PROBLEM> Copy the entries below verbatim, from the line with "of the water." to the line with "x=523 y=444", including both of those lines and nothing outside them.

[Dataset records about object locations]

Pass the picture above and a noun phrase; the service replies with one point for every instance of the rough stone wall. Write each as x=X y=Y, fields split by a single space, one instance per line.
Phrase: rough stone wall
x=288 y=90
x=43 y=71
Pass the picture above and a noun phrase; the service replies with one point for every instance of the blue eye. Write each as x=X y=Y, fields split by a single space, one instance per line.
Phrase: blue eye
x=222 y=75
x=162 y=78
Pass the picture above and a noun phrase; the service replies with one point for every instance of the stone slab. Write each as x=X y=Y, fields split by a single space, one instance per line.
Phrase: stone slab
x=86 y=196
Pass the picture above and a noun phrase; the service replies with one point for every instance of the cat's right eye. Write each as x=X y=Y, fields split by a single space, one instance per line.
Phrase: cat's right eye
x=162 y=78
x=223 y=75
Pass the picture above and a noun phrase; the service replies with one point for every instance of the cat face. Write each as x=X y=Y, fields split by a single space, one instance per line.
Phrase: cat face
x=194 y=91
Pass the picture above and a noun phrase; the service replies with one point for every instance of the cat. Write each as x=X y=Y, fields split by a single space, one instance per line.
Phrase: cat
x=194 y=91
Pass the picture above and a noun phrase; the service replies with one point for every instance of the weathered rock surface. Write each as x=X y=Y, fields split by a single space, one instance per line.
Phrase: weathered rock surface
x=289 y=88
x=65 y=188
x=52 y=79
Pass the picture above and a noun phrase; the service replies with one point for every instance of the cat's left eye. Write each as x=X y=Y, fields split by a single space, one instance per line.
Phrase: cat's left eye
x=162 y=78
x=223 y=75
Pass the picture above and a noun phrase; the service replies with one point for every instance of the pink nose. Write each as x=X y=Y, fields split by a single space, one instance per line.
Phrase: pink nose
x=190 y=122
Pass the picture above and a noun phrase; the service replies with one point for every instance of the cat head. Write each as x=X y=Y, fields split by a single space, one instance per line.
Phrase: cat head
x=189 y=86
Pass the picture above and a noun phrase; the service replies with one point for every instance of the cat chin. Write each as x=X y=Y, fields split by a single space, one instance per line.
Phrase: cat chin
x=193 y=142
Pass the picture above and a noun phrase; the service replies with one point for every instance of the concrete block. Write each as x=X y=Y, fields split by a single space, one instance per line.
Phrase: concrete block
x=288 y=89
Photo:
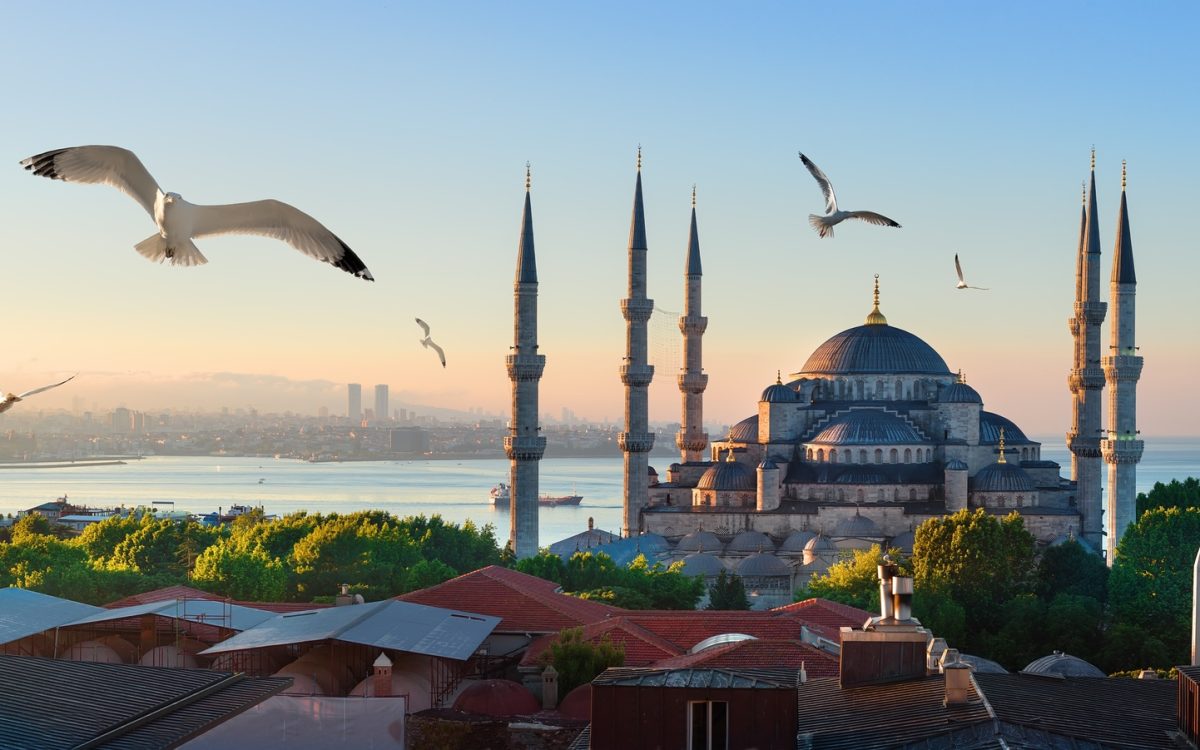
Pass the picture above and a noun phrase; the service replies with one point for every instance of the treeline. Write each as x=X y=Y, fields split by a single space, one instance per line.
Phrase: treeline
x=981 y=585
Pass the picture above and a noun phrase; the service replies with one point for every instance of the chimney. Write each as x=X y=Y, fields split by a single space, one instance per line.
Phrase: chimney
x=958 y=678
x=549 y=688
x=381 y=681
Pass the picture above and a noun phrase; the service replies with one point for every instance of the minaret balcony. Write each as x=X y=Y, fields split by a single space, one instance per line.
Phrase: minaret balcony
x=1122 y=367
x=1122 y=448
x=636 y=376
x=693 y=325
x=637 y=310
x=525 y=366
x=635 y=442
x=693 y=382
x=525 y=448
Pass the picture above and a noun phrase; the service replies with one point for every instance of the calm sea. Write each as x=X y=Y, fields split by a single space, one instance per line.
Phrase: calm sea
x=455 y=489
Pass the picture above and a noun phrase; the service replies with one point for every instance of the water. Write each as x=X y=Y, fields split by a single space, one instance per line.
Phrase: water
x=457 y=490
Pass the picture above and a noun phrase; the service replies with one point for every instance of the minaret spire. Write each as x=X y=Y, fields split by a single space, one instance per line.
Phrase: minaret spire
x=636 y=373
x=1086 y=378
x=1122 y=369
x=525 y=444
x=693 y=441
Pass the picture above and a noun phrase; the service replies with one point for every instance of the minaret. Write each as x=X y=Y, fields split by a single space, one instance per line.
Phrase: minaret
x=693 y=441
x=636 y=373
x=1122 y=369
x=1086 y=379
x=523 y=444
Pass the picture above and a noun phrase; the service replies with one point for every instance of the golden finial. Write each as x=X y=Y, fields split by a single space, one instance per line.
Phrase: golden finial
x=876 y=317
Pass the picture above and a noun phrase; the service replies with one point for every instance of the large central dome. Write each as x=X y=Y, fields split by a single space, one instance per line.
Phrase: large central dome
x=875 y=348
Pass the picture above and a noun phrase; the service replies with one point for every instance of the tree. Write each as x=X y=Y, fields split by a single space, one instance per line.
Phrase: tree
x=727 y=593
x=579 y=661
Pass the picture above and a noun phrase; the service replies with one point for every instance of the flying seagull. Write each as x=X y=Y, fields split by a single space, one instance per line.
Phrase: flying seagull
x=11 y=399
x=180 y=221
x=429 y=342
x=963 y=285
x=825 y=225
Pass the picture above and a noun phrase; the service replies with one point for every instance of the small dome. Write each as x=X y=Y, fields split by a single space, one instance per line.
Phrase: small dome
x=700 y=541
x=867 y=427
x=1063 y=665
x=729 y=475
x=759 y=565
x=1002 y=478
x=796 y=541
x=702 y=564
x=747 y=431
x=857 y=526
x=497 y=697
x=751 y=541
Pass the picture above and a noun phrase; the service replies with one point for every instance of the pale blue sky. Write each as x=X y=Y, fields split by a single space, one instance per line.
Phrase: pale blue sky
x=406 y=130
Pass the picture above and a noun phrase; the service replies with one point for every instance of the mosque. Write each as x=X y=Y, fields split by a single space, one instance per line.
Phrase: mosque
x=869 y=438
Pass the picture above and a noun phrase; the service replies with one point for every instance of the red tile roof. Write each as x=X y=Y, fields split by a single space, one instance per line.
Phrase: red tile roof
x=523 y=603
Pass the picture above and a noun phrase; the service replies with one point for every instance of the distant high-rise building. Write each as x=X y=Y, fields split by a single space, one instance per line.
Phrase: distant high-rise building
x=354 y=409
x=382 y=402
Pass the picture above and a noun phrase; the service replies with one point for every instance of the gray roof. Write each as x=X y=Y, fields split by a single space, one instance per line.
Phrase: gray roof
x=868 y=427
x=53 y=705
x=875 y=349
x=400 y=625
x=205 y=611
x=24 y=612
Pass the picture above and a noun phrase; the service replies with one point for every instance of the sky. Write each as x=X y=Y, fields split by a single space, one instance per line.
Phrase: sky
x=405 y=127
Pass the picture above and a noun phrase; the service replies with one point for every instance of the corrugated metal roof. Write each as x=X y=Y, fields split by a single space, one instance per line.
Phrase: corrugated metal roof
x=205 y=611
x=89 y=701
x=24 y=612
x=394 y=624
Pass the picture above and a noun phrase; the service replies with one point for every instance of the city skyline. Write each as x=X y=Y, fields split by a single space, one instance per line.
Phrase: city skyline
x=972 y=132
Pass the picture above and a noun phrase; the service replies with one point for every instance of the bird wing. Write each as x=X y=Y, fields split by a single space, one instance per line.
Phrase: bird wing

* * *

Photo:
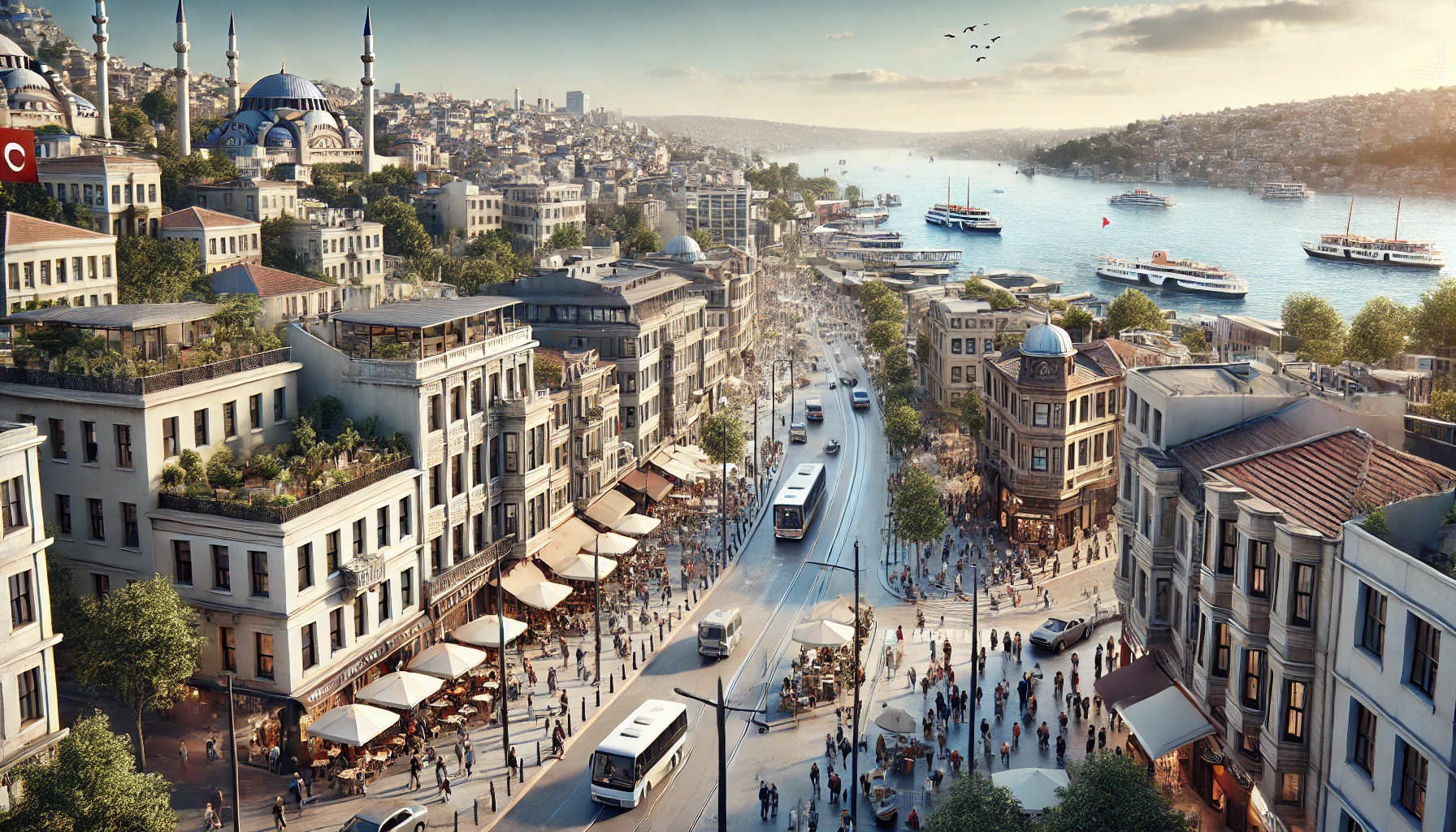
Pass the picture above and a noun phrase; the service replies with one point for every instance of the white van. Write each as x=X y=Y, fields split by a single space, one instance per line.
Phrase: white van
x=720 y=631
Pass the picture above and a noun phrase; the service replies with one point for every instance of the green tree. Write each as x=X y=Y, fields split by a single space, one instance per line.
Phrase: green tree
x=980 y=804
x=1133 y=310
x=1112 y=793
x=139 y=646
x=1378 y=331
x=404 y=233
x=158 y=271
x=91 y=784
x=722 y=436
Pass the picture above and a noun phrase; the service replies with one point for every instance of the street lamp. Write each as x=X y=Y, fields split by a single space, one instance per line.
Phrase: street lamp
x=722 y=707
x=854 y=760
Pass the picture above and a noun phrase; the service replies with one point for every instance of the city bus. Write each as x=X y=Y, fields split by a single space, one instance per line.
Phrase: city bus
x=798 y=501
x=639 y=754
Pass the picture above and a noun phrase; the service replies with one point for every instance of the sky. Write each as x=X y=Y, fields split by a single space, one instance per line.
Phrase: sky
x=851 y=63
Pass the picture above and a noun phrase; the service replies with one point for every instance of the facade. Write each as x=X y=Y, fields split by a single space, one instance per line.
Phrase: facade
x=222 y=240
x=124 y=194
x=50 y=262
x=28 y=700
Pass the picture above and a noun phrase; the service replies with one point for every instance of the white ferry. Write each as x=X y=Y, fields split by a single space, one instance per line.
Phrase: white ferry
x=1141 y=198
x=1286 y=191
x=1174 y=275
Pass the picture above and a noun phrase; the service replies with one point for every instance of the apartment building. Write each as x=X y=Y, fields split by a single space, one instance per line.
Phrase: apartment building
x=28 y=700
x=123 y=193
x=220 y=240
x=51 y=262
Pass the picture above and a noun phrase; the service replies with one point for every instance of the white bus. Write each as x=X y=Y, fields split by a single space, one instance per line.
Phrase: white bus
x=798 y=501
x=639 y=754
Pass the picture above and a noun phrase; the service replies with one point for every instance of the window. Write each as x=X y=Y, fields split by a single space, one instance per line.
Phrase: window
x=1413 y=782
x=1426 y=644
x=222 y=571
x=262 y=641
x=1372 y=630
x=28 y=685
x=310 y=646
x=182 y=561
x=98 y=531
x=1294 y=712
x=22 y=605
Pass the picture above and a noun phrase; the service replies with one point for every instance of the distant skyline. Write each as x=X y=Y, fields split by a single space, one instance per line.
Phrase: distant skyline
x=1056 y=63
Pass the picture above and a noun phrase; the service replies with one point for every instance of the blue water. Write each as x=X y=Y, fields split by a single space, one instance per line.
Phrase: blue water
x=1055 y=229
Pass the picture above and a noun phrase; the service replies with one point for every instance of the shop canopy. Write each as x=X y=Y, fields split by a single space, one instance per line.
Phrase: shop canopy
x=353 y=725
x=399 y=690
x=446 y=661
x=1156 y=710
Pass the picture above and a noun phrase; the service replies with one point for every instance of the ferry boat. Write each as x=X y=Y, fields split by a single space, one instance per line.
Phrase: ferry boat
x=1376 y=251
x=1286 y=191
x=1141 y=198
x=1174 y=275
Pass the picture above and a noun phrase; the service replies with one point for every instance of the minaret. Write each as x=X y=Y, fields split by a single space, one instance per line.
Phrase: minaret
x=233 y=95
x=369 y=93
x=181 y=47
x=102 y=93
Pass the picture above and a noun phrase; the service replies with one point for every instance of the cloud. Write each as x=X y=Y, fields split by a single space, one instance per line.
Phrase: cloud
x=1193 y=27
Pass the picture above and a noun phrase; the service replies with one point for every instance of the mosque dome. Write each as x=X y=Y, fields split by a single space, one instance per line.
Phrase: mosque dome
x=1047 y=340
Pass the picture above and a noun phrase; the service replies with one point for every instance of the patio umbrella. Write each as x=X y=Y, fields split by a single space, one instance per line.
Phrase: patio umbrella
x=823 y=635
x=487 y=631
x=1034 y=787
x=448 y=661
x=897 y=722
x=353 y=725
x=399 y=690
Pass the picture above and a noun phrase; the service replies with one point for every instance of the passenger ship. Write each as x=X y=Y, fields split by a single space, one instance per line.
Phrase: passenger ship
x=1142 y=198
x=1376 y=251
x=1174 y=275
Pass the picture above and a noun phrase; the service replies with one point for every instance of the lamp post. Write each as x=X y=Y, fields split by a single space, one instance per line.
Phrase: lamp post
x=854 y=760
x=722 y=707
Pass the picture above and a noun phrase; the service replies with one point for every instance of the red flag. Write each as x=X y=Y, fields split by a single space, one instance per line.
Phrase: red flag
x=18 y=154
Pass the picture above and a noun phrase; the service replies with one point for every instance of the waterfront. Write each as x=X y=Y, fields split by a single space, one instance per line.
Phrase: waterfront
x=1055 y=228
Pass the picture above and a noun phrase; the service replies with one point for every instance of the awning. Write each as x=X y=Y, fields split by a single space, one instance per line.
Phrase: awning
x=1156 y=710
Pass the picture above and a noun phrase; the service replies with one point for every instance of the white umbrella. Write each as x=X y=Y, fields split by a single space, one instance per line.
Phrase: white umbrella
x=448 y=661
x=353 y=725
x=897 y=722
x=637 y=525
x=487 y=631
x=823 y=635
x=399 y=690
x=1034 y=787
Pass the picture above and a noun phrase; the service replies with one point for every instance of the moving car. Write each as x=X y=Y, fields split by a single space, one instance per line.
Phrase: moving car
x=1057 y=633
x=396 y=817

ANSWER BELOW>
Pass the picture above and a noun phrase; the service replies with one point for every instance of the water. Write each as x=X y=Y, fields split by a single space, one instance per line.
Phrase: water
x=457 y=490
Pass the picture above and a noun phrase; the service replies with one point for every instance of the minaret spire. Write each as x=X y=Y, fields split by a single space, one instance per line.
Phrase: minaret spire
x=636 y=373
x=1086 y=378
x=1122 y=369
x=525 y=444
x=693 y=441
Pass the picture above and a noun phrase; the service replies with one point for every instance of the minaret. Write each as x=X y=Y, fields split by a single space, one instance per line.
Phrase: minaret
x=693 y=441
x=636 y=373
x=1122 y=369
x=1086 y=379
x=523 y=444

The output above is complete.